**To do:** Exactly repeat the line that contains "Args: query, the phrase to segment: stadium", then every line after it up to and including the final line.

+++ Given data +++

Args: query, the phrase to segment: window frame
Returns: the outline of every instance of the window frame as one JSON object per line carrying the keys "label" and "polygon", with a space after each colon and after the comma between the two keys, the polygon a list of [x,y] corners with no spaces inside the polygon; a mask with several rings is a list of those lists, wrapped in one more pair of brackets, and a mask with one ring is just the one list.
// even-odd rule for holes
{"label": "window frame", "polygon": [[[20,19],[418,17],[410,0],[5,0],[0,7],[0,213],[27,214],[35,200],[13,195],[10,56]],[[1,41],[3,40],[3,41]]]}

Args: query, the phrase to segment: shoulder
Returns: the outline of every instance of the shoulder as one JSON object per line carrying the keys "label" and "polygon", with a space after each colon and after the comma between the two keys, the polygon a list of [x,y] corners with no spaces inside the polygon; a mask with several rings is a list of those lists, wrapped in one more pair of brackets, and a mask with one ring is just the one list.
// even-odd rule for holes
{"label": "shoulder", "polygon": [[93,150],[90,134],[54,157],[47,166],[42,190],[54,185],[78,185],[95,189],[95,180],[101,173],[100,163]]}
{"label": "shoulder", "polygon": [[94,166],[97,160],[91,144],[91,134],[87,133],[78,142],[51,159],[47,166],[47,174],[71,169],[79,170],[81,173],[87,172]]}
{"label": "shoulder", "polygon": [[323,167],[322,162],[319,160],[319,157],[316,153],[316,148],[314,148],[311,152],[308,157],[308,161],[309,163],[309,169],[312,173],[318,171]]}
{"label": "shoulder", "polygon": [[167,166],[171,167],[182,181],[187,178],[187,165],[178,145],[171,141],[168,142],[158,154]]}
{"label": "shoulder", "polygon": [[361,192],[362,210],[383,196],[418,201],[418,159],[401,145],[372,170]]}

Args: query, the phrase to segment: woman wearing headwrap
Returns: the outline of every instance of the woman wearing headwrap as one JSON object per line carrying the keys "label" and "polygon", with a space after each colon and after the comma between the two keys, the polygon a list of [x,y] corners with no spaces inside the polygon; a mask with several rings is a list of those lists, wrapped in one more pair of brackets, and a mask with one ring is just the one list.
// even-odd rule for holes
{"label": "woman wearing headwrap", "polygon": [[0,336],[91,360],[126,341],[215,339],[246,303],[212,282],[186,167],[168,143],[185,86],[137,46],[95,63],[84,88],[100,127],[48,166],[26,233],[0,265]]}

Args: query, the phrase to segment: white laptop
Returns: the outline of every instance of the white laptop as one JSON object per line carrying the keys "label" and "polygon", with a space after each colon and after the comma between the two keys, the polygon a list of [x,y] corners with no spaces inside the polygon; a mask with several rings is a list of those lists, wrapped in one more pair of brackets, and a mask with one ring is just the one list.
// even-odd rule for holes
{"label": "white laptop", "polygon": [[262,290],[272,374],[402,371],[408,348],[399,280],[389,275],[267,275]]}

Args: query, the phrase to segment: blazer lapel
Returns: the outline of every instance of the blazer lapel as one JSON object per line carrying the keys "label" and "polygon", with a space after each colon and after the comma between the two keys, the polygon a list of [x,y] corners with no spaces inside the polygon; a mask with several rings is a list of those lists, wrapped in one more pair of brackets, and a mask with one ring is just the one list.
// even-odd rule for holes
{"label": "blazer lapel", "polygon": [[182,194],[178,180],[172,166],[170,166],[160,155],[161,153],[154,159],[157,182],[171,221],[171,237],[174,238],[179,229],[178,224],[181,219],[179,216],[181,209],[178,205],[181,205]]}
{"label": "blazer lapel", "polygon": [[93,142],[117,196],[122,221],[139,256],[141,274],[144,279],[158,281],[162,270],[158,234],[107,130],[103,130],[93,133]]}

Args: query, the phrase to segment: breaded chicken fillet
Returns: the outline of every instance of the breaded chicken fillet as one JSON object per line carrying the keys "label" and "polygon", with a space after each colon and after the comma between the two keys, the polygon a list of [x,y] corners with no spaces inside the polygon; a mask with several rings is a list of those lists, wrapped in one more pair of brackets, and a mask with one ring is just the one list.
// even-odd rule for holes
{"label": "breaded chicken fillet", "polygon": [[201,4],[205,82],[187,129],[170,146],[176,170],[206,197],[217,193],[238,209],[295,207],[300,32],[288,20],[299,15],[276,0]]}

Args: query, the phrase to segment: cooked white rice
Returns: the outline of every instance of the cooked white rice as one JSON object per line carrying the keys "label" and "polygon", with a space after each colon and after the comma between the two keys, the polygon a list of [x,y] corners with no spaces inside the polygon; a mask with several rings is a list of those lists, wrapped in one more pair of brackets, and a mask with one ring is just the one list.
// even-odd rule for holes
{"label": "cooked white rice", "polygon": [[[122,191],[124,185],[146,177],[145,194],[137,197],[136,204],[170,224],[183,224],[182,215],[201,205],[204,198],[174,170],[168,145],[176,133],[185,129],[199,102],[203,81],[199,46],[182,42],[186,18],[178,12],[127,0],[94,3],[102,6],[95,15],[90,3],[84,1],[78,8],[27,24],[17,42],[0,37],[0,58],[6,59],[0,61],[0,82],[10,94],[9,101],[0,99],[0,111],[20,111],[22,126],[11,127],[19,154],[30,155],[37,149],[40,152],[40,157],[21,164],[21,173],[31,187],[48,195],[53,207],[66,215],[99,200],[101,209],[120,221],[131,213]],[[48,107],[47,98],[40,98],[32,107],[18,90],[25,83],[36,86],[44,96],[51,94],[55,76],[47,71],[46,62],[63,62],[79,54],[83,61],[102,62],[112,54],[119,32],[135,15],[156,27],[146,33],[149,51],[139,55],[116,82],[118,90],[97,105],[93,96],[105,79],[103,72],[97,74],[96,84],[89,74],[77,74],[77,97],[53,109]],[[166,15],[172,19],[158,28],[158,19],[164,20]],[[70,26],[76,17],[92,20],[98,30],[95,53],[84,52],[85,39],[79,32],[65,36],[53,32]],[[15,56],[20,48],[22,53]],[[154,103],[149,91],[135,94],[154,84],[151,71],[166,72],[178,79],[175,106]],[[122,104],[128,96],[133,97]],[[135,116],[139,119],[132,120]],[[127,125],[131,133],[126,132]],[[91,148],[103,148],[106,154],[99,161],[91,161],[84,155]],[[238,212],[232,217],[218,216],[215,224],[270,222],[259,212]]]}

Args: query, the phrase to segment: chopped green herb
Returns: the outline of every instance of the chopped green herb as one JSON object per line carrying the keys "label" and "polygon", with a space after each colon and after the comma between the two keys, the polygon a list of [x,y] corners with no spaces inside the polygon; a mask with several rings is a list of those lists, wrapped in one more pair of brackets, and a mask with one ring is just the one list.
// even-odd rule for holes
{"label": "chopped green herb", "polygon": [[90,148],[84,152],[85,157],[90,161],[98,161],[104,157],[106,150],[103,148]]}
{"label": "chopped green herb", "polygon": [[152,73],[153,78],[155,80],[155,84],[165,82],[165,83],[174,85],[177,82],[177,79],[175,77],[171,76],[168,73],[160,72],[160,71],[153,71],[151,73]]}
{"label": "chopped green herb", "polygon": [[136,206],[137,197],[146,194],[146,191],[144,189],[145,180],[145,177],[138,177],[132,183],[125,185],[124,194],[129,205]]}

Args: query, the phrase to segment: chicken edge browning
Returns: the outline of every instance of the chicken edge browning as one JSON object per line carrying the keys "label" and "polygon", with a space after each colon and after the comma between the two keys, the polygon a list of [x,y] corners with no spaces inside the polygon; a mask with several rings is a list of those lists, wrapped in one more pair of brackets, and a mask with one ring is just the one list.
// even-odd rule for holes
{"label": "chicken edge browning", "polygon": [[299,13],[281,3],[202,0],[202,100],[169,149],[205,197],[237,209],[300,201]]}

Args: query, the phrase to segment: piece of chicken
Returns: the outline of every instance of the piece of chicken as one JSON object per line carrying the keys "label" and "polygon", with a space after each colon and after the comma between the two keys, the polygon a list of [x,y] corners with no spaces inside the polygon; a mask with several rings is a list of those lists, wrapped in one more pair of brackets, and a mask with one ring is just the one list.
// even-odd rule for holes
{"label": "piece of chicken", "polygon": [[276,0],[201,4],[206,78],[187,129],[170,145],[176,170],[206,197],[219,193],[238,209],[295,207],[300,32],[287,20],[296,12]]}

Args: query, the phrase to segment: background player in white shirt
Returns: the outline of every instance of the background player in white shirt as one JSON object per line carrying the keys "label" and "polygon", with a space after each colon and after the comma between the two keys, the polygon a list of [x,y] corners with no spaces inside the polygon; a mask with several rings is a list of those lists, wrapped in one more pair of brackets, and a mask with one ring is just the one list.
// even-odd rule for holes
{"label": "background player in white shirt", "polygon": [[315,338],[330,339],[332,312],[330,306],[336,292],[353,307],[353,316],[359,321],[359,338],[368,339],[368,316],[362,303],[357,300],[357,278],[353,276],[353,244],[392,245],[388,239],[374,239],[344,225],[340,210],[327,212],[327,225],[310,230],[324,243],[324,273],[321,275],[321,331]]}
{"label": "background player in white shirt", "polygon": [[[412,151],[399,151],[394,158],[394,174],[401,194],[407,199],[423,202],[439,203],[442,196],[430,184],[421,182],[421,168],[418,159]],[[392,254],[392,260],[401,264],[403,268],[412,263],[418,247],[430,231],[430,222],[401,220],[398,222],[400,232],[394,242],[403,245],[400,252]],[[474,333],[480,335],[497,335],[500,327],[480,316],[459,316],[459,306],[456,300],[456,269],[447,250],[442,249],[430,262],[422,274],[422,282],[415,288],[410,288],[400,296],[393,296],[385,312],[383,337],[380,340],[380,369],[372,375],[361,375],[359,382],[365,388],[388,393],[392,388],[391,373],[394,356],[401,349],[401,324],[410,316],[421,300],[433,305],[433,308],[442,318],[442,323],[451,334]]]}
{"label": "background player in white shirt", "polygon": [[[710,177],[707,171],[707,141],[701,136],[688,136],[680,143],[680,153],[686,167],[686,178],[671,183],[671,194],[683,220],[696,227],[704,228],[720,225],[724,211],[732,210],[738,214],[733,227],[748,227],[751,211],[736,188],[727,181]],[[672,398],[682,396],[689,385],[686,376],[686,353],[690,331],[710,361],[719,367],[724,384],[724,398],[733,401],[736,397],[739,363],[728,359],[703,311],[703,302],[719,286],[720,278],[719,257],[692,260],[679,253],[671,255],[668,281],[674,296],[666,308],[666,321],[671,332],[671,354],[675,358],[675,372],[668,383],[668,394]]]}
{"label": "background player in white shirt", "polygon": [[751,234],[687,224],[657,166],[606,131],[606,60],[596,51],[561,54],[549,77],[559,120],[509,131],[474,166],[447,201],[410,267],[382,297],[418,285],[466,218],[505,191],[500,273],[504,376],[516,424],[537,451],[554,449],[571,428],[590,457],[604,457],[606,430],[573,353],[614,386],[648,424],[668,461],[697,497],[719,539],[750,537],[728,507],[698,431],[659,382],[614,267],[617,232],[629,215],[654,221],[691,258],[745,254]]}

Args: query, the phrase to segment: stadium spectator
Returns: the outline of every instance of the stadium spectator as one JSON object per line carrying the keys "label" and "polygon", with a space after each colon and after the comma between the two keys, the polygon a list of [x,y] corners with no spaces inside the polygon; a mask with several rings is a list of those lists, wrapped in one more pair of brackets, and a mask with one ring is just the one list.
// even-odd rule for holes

+++

**Output:**
Args: query, the phrase to segment: stadium spectator
Returns: the outline of every instance of the stadium spectator as one JSON object per line carrying the keys "label" and "polygon", with a space after each colon and after the comma between the two keys, the polygon a list of [x,y] corners with no spaces inside the polygon; a mask with several rings is a list of those lists, wrapped in one more pair of brackets, and a mask with one ring is just the one list.
// even-odd rule for holes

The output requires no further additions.